- _Exercise tasks_:
1. Copy the Lombardi Scholar article word for word, from "Jordan Lindsey named" to "to the program.".
2. Carry on the article about Jordan Lindsey becoming a Lombardi Scholar, starting after its final sentence.

- _Provided text_:
__________________________________________________

Jordan Lindsey named NFMHS’s first-ever Lombardi Scholar
For the first time in North Fort Myers High School history, a student was welcomed as a Lombardi Scholar to the University of Florida Honors Program.
“It was incredibly exciting,” recent North Fort Myers High School graduate Jordan Lindsey said. “I was so ecstatic when I got a phone call and saw that the area was from Gainesville. My heart just knew what it was at that exact moment. It was the culmination of all my hard work and an incredibly lengthy process.”
University Honors Program Associate Director Regan Garner said they are really excited about what Lindsey will bring to the program.
“I am thrilled to welcome Jordan as our first Lombardi Scholar from North Fort Myers High School,” she said.
The program is named after Dr. John V. Lombardi, who led the University of Florida during the 1990s.
“A period of unprecedented achievement and growth,” Garner said. “His visionary leadership instilled in students, faculty and alumni an aspiration to fulfill their greatest potential. During his tenure, the size and quality of the student body grew to even higher levels, faculty productivity increased, national rankings steadily improved, research funding doubled and the university’s endowment soared to almost $500 million. By the turn of the century, the university had ascended to the top tier of public research universities — a testament to the legacy of John V. Lombardi. The scholarship was established in 2002 to honor Dr. Lombardi and his achievements at UF.”
Eight Lombardi Scholars, and three Stamps Scholars, are selected annually.
Lindsey was nominated for the scholarship by the administration of North Fort Myers High School.
“I then had to actually get into the University of Florida and the Honors Program. After that, I was selected to be one of 22 finalists out of a pool of roughly 200. After an intense interview process, I got the phone call a month later and joined other students in becoming a Lombardi Scholar.”
For Lindsey, being a Lombardi Scholar is incredibly meaningful because it’s a recognition of all the work he has put into his academics and applications.
“I received a cochlear implant at the UF Shands Institute when I was 3 years old, the moment when I wanted to become a Gator,” he said.
Lindsey is completely deaf in both ears. He was born with a progressive hearing loss and became profoundly deaf by the time he was 2.
“My audiologists and doctors told my parents that I would never succeed in a mainstream school setting. They said that because I was deaf, my reading and writing skills would never surpass the fourth-grade level. Of course, I surpassed all expectations and have become incredibly successful academically. I’m now a Lombardi Scholar in the Honors Program at UF. I graduated high school yesterday (June 5) with both my high school and AICE diploma and was honored to deliver a graduation speech as well,” he said.
Being a Lombardi Scholar also provides funds to cover Lindsey’s expenses.
“It also means that I get to participate in summer enrichment trips to places like Outward Bound in Maine, Mexico, Peru and South Africa, with no expenses on my end. Being a Lombardi Scholar has also blessed me with a group of UF friends already. The other 10 scholars and I already have plans to meet and we’ve been talking daily,” he added.
The scholar also thanked North Fort Myers High School, as they gave him the opportunity by nominating him.
“I know they’re just as ecstatic as I am,” he said, adding that he wants to thank his school and counselors. “They have been absolutely amazing and have provided such a wonderful academic environment.”
Lindsey plans to major in political science with a pre-law track. He said his aim is to attend law school after he graduates from UF with sights on some of the most prestigious law schools. In addition, Lindsey also plans to double major with an eye on history, sociology and journalism, as he believes these majors contribute the necessary skills and knowledge required for law.

__________________________________________________

- _Available data_:

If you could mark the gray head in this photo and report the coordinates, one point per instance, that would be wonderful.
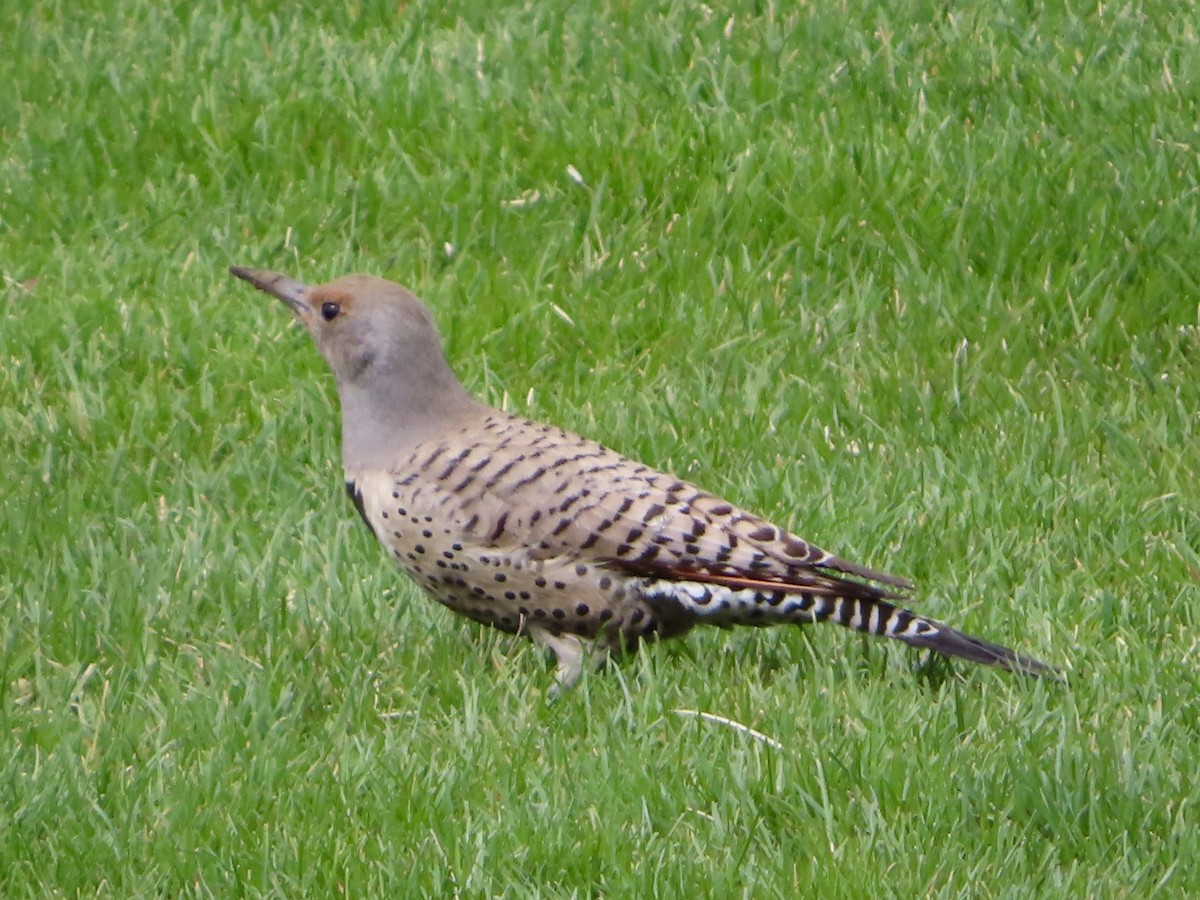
(394, 382)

__________________________________________________

- _Answers_:
1.
Jordan Lindsey named NFMHS’s first-ever Lombardi Scholar
For the first time in North Fort Myers High School history, a student was welcomed as a Lombardi Scholar to the University of Florida Honors Program.
“It was incredibly exciting,” recent North Fort Myers High School graduate Jordan Lindsey said. “I was so ecstatic when I got a phone call and saw that the area was from Gainesville. My heart just knew what it was at that exact moment. It was the culmination of all my hard work and an incredibly lengthy process.”
University Honors Program Associate Director Regan Garner said they are really excited about what Lindsey will bring to the program.

2.
Lindsey also has sights on starting an organization for fair legal representation as it is out of reach for many Americans.
“Many Americans are unaware of their rights and the claims they’re able to make. Many of the impoverisheds’ legal needs go unmet in America, purely due to the fact that they’re unable to afford fair legal representation. This is especially serious in situations when it could result in an unfair housing eviction, for example,” he said. “I want to establish a nonprofit legal organization providing pro bono work, providing legal assistance to the disadvantaged and impoverished. I want to help make ‘justice for all’ a reality in Florida and beyond.”
While at North Fort Myers High School, he took a difficult load of classes his senior year, as years before, taking AICE English A-Level, AP statistics, AICE sociology AS level, AICE travel and tourism AS level, economics honors, government honors and anatomy and physiology honors.
He was also the vice president of a brand new club at North, Youth in Government, in which he wrote legislation regarding the affordable housing crisis.
“The affordable housing crisis is very serious here in the state of Florida. The National Low Income Housing Coalition has found that 21 percent of renters are extremely low income. Seventy-nine percent of extremely low-income renters have severe cost burdens as a result of housing — they make less than 60 percent of their area’s median income and 40 percent of that income is spent on rent and utilities alone,” Lindsey said. “Wages have stagnated while housing costs have increased, with median wages between 2007 and 2017 increasing only 14 percent with housing costs increasing by 66 percent.”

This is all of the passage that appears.